Data to process |
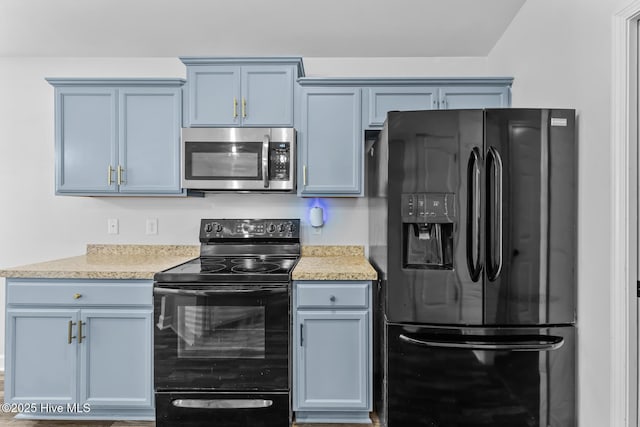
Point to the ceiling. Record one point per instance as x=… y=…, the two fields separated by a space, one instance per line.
x=327 y=28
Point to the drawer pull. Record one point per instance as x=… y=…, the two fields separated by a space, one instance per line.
x=70 y=330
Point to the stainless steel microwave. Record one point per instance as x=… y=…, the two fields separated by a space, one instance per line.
x=239 y=159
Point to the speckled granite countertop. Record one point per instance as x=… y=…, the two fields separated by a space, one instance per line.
x=142 y=261
x=109 y=262
x=333 y=263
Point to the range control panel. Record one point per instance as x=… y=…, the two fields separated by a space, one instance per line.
x=220 y=229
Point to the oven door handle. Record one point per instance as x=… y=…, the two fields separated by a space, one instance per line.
x=222 y=403
x=212 y=292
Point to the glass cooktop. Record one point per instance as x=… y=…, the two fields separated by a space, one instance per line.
x=230 y=269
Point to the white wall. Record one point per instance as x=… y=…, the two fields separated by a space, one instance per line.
x=560 y=55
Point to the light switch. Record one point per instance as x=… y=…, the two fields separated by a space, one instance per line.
x=152 y=226
x=112 y=226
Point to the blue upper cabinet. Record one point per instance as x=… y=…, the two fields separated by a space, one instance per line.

Written instruction |
Give every line of the rows above as a JSON list of strings, one string per line, with blank lines left out. Leave the pictures out.

Answer to the exercise |
[
  "Point to the ceiling. Record one point per instance as x=… y=…, the two fields separated by a space, one instance per line.",
  "x=327 y=28",
  "Point to the drawer pull. Record one point per instance as x=… y=…, the two fields separated by a space, one instance per line.",
  "x=70 y=330",
  "Point to the stainless steel microwave. Record one point per instance as x=… y=…, the two fields separated by a space, one instance per line.",
  "x=239 y=159",
  "Point to the speckled granite countertop. Record one point per instance as x=… y=…, the two fields separated by a space, one instance per line.",
  "x=142 y=261",
  "x=109 y=262",
  "x=333 y=263",
  "Point to the range control panel. Record one point per instance as x=… y=…, the two fields separated by a space, one instance per line.",
  "x=220 y=229",
  "Point to the oven door handle. Record one point per instance as x=… y=…, the two fields separated by a space, one instance per line.",
  "x=222 y=403",
  "x=212 y=292",
  "Point to the glass cooktop. Record one point per instance as x=… y=…, the two fields separated by a space, one instance per line.",
  "x=230 y=269",
  "Point to the white wall. Record one point per instance as x=… y=…, the two fields separated by a space, one instance per line.",
  "x=560 y=55",
  "Point to the light switch. Record one point per instance as x=… y=…, the two fields separated by a space, one instance per line.",
  "x=152 y=226",
  "x=112 y=226",
  "Point to the blue upper cabinet. Record one point per instance as x=… y=…, the two fields separated by a space, one instance per line."
]